- [The request] Copy out every line of the listing below word for word, omitting the pictures.

- [Data shown]
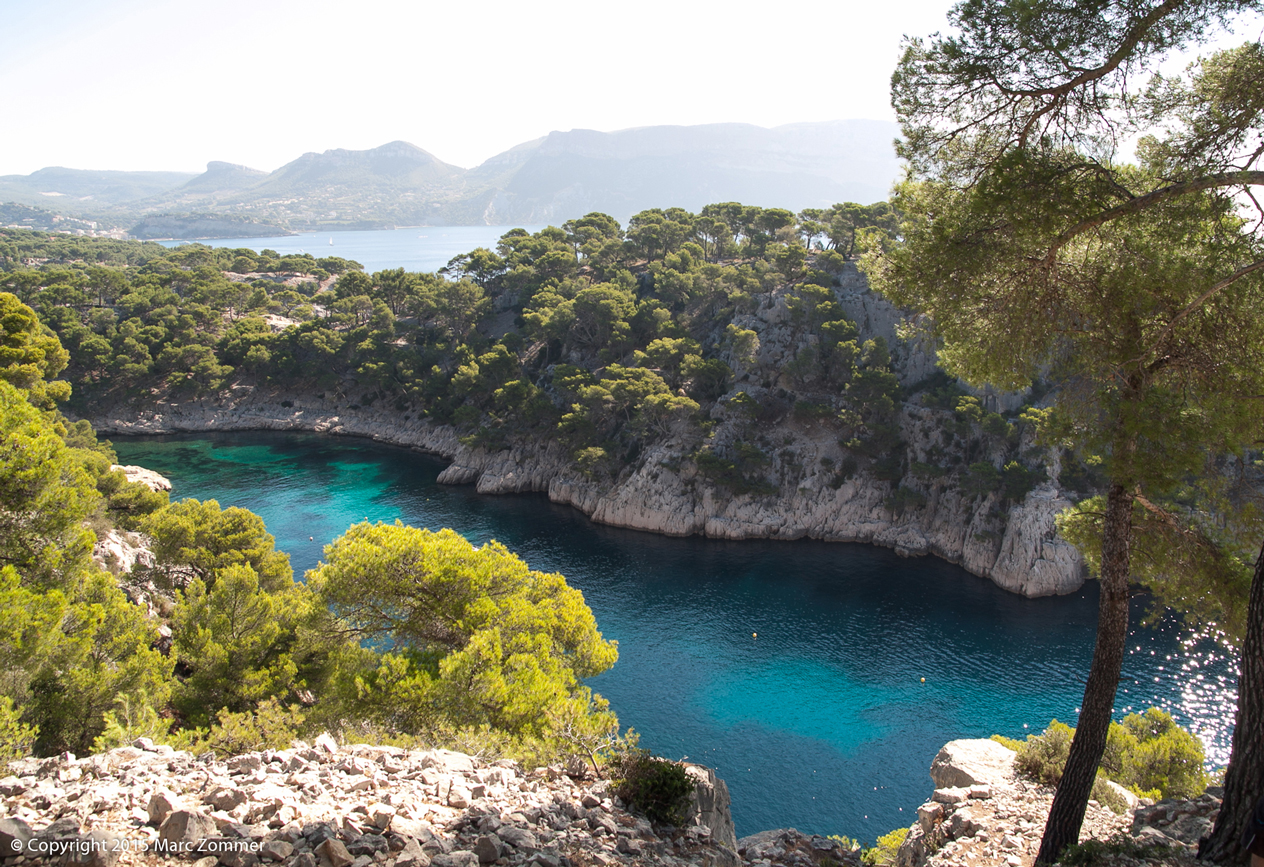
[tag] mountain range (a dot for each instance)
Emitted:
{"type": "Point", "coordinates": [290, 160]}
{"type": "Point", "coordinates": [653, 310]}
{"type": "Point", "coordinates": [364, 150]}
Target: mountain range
{"type": "Point", "coordinates": [560, 176]}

- [Written answer]
[tag] mountain range (a dot for each instance)
Emitted:
{"type": "Point", "coordinates": [290, 160]}
{"type": "Point", "coordinates": [653, 310]}
{"type": "Point", "coordinates": [364, 150]}
Target: mountain range
{"type": "Point", "coordinates": [560, 176]}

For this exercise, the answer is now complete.